* _Supplied data_
* * * * * * * * *
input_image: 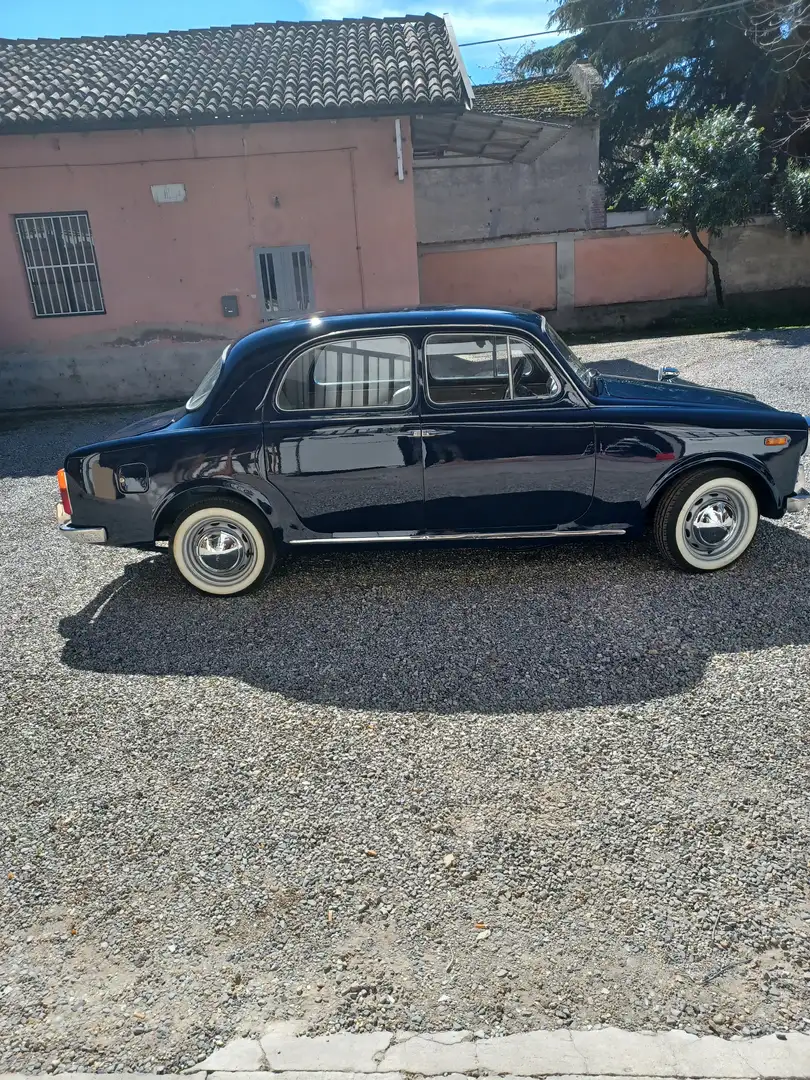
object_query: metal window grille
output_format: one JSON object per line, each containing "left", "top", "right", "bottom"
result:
{"left": 255, "top": 245, "right": 314, "bottom": 319}
{"left": 15, "top": 212, "right": 105, "bottom": 318}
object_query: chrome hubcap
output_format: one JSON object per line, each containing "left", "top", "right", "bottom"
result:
{"left": 183, "top": 519, "right": 256, "bottom": 586}
{"left": 682, "top": 488, "right": 749, "bottom": 563}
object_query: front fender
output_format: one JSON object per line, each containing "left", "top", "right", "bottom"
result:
{"left": 645, "top": 452, "right": 782, "bottom": 517}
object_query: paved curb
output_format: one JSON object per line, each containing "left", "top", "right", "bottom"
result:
{"left": 192, "top": 1026, "right": 810, "bottom": 1078}
{"left": 3, "top": 1027, "right": 809, "bottom": 1080}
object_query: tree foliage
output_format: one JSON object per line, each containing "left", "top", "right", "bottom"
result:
{"left": 634, "top": 107, "right": 763, "bottom": 304}
{"left": 513, "top": 0, "right": 810, "bottom": 206}
{"left": 773, "top": 160, "right": 810, "bottom": 232}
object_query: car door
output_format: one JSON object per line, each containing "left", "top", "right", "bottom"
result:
{"left": 419, "top": 328, "right": 596, "bottom": 532}
{"left": 262, "top": 332, "right": 425, "bottom": 536}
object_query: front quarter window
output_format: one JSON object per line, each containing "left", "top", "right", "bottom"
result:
{"left": 186, "top": 346, "right": 229, "bottom": 411}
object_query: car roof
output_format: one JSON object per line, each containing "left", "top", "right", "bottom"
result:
{"left": 237, "top": 306, "right": 546, "bottom": 349}
{"left": 217, "top": 307, "right": 549, "bottom": 396}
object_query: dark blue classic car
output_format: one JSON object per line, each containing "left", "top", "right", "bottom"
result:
{"left": 57, "top": 307, "right": 810, "bottom": 595}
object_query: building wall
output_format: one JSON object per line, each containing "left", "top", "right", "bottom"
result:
{"left": 573, "top": 232, "right": 707, "bottom": 306}
{"left": 0, "top": 117, "right": 419, "bottom": 406}
{"left": 419, "top": 242, "right": 557, "bottom": 309}
{"left": 419, "top": 219, "right": 810, "bottom": 332}
{"left": 712, "top": 218, "right": 810, "bottom": 293}
{"left": 414, "top": 121, "right": 603, "bottom": 245}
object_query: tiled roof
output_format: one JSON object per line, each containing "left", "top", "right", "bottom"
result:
* * * * * * * * *
Only lines containing the word "roof" should be copied from the material above.

object_query: car roof
object_query: tiled roof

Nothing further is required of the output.